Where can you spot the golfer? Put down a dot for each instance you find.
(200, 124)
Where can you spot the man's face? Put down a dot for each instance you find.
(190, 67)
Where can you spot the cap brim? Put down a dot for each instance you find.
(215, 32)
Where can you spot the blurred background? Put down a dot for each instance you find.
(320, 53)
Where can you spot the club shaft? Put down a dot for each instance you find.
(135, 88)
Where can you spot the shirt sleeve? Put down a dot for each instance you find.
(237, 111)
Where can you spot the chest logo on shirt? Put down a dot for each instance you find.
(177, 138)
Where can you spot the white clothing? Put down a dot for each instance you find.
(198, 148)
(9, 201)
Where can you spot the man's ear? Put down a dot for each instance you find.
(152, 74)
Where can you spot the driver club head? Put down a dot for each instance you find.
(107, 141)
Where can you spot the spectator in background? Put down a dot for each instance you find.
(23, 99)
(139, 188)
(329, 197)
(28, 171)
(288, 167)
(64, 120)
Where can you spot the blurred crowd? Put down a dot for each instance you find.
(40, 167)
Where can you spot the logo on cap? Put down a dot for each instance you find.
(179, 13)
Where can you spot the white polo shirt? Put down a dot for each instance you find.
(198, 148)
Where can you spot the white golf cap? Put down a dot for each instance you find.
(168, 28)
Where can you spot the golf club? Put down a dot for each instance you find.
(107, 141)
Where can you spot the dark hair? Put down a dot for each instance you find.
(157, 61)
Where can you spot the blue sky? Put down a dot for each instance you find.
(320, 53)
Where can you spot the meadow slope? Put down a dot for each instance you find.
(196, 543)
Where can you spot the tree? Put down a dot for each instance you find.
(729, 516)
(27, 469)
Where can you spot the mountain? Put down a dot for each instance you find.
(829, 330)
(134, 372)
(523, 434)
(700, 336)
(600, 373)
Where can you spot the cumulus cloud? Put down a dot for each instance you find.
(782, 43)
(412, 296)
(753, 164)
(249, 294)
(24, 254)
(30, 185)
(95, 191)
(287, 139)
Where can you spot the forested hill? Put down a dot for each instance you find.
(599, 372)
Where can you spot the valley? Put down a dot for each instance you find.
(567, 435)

■ STATED GOAL
Rewrite the whole listing above, switching every "Put down a dot" to "Place a marker" and leaving everything else unchanged.

■ RESPONSE FOR THIS EXERCISE
Where can you spot the golfer? Place a marker for each instance you find.
(200, 124)
Where can you spot the man's face? Place a marker for each instance you find.
(190, 67)
Where can you spot the cap brim? Place a marker for each instance you find.
(215, 32)
Where can you spot the blurred background? Place a marker for each instance you find.
(320, 53)
Where can you spot the club shaft? Place a marker for each instance you find.
(135, 88)
Where can you spot the shirt sleeve? Place a marker for each instance you find.
(237, 111)
Where can you spot the chest logo on shirt? Place a marker for each instance you find.
(177, 138)
Where can you spot the white clothing? Place a marker for each instance you find.
(198, 148)
(9, 201)
Where can you spot the man's ear? Place a marker for each instance you find.
(152, 74)
Where can you spot the driver club head? Place a marker for each instance you find.
(107, 141)
Where can you spot the spectator in background? Place a marker for each instance you find.
(23, 99)
(139, 188)
(329, 197)
(28, 171)
(288, 167)
(64, 120)
Where can you spot the blurred crowd? Place a marker for each instance you find.
(40, 167)
Where can you spot the logo on cap? Place a marker for each instance you find.
(179, 13)
Where can you spot the white polo shirt? Place a marker for each instance you find.
(198, 148)
Where can you spot the white golf cap? Place a marker for each instance you find.
(168, 28)
Where can you spot the golf club? Place a marker for each instance you find.
(107, 141)
Where can you spot the dark hair? Place a marker for each instance you find.
(157, 61)
Where can you spot the blue sky? Place a marker for each instance you find.
(320, 53)
Where can you spot the meadow slope? Place a marker for each instance you find.
(196, 543)
Where can you spot the tree? Place a marker for each instance you find.
(729, 516)
(27, 469)
Where can you spot the mountain? Place a marker for each instance you find.
(829, 330)
(134, 372)
(523, 434)
(700, 336)
(600, 373)
Where can you spot the cumulus cloud? Place a marker for each instance you find.
(782, 43)
(412, 296)
(753, 164)
(249, 294)
(24, 254)
(30, 185)
(95, 191)
(287, 139)
Where can you spot the forested hill? Place a marker for each instance you find.
(599, 372)
Where can you spot the valley? Place a marker for each instance you find.
(567, 435)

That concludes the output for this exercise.